— BEGIN Data records —

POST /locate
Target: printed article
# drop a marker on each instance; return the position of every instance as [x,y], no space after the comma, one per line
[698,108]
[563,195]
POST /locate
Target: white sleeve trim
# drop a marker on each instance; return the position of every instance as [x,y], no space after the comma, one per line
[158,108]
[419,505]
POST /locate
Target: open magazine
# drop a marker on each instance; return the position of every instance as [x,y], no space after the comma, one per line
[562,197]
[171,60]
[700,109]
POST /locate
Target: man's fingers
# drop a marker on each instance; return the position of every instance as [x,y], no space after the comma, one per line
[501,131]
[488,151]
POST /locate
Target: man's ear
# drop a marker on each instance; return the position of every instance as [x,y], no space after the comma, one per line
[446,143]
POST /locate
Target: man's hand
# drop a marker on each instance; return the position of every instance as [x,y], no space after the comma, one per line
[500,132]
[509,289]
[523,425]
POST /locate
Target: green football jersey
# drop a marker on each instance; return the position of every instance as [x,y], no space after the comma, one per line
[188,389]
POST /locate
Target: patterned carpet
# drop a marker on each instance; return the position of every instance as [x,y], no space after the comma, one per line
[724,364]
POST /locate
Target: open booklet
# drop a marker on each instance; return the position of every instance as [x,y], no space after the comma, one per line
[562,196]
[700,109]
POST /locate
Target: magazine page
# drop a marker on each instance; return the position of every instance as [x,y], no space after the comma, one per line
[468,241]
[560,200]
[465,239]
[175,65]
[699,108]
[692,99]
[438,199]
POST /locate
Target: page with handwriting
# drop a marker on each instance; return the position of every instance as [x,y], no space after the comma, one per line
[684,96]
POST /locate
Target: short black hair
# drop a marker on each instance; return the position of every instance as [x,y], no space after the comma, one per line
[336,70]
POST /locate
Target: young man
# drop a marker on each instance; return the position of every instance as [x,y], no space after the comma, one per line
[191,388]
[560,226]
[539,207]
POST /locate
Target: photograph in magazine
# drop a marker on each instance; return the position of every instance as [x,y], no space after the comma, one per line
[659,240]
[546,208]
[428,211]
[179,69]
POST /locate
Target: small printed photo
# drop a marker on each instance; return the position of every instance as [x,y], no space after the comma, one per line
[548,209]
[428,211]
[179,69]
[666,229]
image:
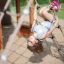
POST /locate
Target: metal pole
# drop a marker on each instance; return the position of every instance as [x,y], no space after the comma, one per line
[31,15]
[18,8]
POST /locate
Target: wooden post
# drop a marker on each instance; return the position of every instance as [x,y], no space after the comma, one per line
[18,8]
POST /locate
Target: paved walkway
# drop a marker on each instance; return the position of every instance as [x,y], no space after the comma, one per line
[19,54]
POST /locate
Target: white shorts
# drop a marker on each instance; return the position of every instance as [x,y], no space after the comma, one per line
[41,29]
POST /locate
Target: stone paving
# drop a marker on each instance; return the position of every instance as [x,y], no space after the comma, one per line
[19,54]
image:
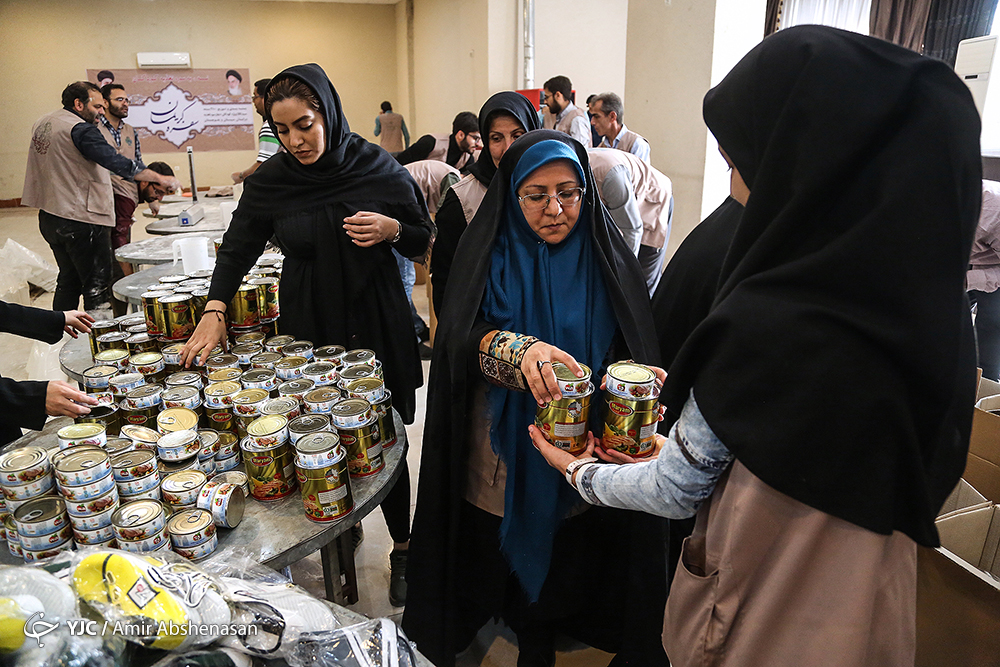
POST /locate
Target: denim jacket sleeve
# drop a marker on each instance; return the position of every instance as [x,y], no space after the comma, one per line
[675,484]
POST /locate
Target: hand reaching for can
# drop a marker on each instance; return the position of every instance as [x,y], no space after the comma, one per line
[537,368]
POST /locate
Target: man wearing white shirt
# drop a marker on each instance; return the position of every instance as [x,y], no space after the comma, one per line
[563,115]
[608,118]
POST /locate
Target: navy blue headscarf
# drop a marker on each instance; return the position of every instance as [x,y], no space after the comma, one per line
[557,294]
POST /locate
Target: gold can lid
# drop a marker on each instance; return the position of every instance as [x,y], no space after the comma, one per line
[189,521]
[250,396]
[137,513]
[185,480]
[224,388]
[352,407]
[317,443]
[630,372]
[177,419]
[267,425]
[84,459]
[140,433]
[75,431]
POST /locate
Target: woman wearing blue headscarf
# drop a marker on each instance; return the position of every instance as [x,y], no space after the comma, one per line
[546,277]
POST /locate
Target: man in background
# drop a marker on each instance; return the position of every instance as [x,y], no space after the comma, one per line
[455,149]
[608,118]
[563,115]
[68,178]
[267,144]
[392,129]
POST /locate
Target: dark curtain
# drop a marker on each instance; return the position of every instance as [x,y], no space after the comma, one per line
[772,18]
[951,21]
[901,22]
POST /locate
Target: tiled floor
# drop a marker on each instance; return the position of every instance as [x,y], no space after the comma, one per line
[494,647]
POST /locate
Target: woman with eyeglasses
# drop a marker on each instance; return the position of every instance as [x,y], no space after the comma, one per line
[548,278]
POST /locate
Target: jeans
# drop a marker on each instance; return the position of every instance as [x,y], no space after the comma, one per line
[83,255]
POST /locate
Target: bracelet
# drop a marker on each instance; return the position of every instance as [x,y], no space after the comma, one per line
[575,465]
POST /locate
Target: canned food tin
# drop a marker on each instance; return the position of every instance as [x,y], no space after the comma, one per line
[178,445]
[630,425]
[332,353]
[355,357]
[146,396]
[270,470]
[226,464]
[93,505]
[228,502]
[92,537]
[133,465]
[177,316]
[93,521]
[122,384]
[82,467]
[322,400]
[184,396]
[247,402]
[105,414]
[82,434]
[370,389]
[631,381]
[152,494]
[221,394]
[268,431]
[267,296]
[138,485]
[40,516]
[176,419]
[326,492]
[275,343]
[96,377]
[351,413]
[564,422]
[114,340]
[144,545]
[114,358]
[33,489]
[172,355]
[143,437]
[316,450]
[322,373]
[200,551]
[184,379]
[244,311]
[191,527]
[46,554]
[290,368]
[83,492]
[182,488]
[296,388]
[386,423]
[140,342]
[39,542]
[118,446]
[23,465]
[139,520]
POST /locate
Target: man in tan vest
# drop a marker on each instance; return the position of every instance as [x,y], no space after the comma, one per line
[562,114]
[392,128]
[68,178]
[456,149]
[608,118]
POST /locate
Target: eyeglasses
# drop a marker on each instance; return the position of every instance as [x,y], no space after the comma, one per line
[540,201]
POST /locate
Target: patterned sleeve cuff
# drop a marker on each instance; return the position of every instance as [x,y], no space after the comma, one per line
[500,355]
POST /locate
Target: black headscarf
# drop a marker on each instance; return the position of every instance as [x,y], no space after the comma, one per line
[837,363]
[507,103]
[351,169]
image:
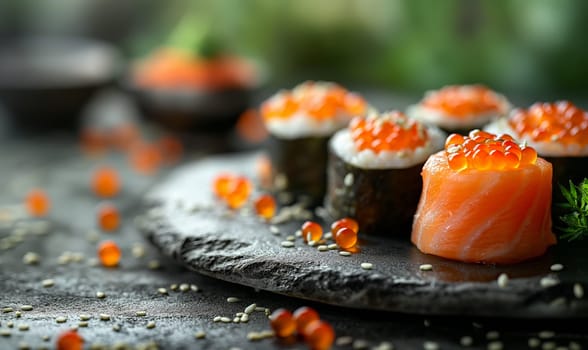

— END Data records —

Exercise: Show every line of the records above that contains the word "patterned".

Response for this exercise:
Target: patterned carpet
Target: patterned sleeve cuff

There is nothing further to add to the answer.